# [Görevler]
**1.** Alıntılanan metindeki Admin yanıtına göre Peygamberimizin hangi konularda hata etmesi mümkündür?
**2.** Alıntılanan metinde "Abdulmuizz Fida Çevrimdışı" ile "tebliğde kalıcı olmamıştır." arasındaki kısmı, bu iki ifade de dahil olmak üzere, olduğu gibi tekrarlayın.

# [Alıntılanan Metin]

┄┄┄┄┄┄┄┄┄┄

Çözüldü Peygamberimizin Hata Yapması ve Uyarı Gelmemesi Mümkün Olabilir mi?

Horasan Fedaisi Çevrimdışı

Horasan Fedaisi

Hayye ale'l-cihad
İslam-TR Üyesi
1-Peygamberimiz SallAllahu aleyhi ve sellem zelle gibi bir şey yapıp kendisine uyarı gelmemesi mümkün olabilir mi

2-Dini konulardaki zelleler dışında dünyevi meselelerde hata yaptığında uyarı gelmemesi söz konusu olabilir mi?
 
Abdulmuizz Fida Çevrimdışı

Abdulmuizz Fida

فَاسْتَقِمْ كَمَا أُمِرْتَ
Admin
Peygamberimiz beşerdir ve vahiy dışında bazı konularda hata etmesi mümkündür. Ancak bu hatalar, Allah tarafından düzeltilmiş (tenbih edilmiştir) ve asla vahiyde veya tebliğde kalıcı olmamıştır.

┄┄┄┄┄┄┄┄┄┄

# [Sağlanan Veriler]

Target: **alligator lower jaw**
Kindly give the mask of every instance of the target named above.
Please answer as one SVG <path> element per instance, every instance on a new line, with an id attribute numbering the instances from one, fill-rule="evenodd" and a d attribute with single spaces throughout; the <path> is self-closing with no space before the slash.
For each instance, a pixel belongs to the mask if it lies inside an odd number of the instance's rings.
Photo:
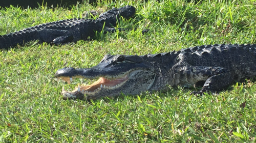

┄┄┄┄┄┄┄┄┄┄

# [Alıştırma Cevapları]
**1.** Vahiy dışında bazı konularda.

**2.**
Abdulmuizz Fida Çevrimdışı

Abdulmuizz Fida

فَاسْتَقِمْ كَمَا أُمِرْتَ
Admin
Peygamberimiz beşerdir ve vahiy dışında bazı konularda hata etmesi mümkündür. Ancak bu hatalar, Allah tarafından düzeltilmiş (tenbih edilmiştir) ve asla vahiyde veya tebliğde kalıcı olmamıştır.